__Exercise brief__: Write out the material below again, switching each "with one point" to "with a single point" and keeping everything else the same. Leave the pictures out of your answer.

__Records for this task__:
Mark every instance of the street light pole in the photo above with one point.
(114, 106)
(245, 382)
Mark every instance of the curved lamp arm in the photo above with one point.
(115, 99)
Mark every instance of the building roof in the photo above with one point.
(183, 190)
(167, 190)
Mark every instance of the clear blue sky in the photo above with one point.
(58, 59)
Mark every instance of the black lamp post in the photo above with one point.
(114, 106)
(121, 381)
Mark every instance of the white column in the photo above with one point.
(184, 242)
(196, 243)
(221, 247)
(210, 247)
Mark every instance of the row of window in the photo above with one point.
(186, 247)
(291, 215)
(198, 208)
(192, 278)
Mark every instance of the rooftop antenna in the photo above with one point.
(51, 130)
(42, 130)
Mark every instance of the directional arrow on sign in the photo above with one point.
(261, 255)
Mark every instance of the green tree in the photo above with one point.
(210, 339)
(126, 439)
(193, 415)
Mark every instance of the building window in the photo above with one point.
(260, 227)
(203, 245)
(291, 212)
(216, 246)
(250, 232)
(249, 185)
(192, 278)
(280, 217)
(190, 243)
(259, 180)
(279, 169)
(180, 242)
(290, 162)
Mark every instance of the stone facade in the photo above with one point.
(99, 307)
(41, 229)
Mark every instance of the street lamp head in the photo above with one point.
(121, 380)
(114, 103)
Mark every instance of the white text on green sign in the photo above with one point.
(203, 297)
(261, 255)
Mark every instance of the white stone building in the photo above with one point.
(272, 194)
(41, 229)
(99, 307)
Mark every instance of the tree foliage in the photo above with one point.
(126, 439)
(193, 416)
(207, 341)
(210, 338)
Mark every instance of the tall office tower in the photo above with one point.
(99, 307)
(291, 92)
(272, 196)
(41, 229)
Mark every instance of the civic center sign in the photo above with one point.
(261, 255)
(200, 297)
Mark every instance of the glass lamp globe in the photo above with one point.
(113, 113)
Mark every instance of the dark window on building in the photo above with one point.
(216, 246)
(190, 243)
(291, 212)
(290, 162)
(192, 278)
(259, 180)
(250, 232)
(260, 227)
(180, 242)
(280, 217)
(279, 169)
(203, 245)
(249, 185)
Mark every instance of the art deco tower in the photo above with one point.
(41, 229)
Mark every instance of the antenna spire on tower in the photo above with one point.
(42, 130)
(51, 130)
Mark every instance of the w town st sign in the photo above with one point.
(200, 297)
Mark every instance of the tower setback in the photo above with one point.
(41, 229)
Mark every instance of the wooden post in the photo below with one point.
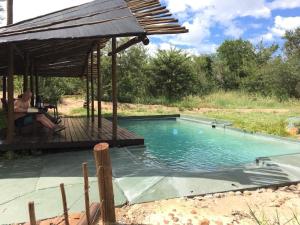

__The completed task__:
Mark every instance of the street light pole in the photo above with a single point.
(114, 106)
(245, 382)
Mark every instance of the curved lamp arm in the photo above with a single point.
(115, 99)
Mark every instance of the building roof in the photo above with a single point.
(183, 190)
(167, 190)
Mark every instance of the clear blue sky in the photo above with a single point.
(58, 59)
Mark every instance of the black lamp post in the photo above with a single point.
(114, 106)
(121, 381)
Mark every instance of the white column in the photo above with a single point.
(184, 242)
(196, 243)
(221, 247)
(210, 247)
Mark every instance of the row of window in the photo above with a single point.
(186, 247)
(291, 215)
(198, 208)
(192, 278)
Mark every instance of the rooftop antenna in the photo above with a single point.
(51, 130)
(42, 130)
Mark every instance of the directional arrow on sign in the photo above with a single point.
(261, 255)
Mark every instance of the green tree in the photo above with a single point.
(210, 339)
(126, 439)
(193, 415)
Mark every instance of the building window in the photo above with a single point.
(260, 227)
(203, 245)
(291, 212)
(216, 246)
(250, 232)
(249, 185)
(192, 278)
(280, 217)
(190, 243)
(259, 180)
(279, 169)
(180, 242)
(290, 162)
Mark every instance of the stone facade in the photo above with a single point.
(99, 307)
(41, 229)
Mark every instance of the street lamp head in the photo above with a single point.
(121, 380)
(114, 103)
Mark every instance of the white text on green sign in the photo above with a single point.
(203, 297)
(261, 255)
Mark every instance of the white stone building in the photo above with a single point.
(272, 194)
(41, 229)
(99, 307)
Mark every instance of the tree foliage in the photo above with a single point.
(126, 439)
(193, 416)
(207, 341)
(210, 338)
Mark every instance of the tall office tower in the photo above with a single point.
(99, 307)
(291, 92)
(272, 196)
(41, 229)
Mark every instance of the civic center sign in the photo above with a single point.
(261, 255)
(200, 297)
Mark every instance of the glass lamp globe in the photo above with a single point.
(113, 113)
Mark every instance of the dark window on building in the photo above with a single point.
(216, 246)
(190, 243)
(291, 212)
(290, 162)
(192, 278)
(259, 180)
(250, 232)
(260, 227)
(180, 242)
(280, 217)
(279, 169)
(203, 245)
(249, 185)
Mark every instance of the art deco tower in the photo above with a single point.
(41, 229)
Mark every instance of the antenna spire on tower in the photo above with a single point.
(42, 130)
(51, 130)
Mark every instance of the w town st sign in the photo above with a single point.
(200, 297)
Mark every instance of the tower setback in the photo above with a single point.
(41, 229)
Mark every instance of the wooden post in the photo below with a single point.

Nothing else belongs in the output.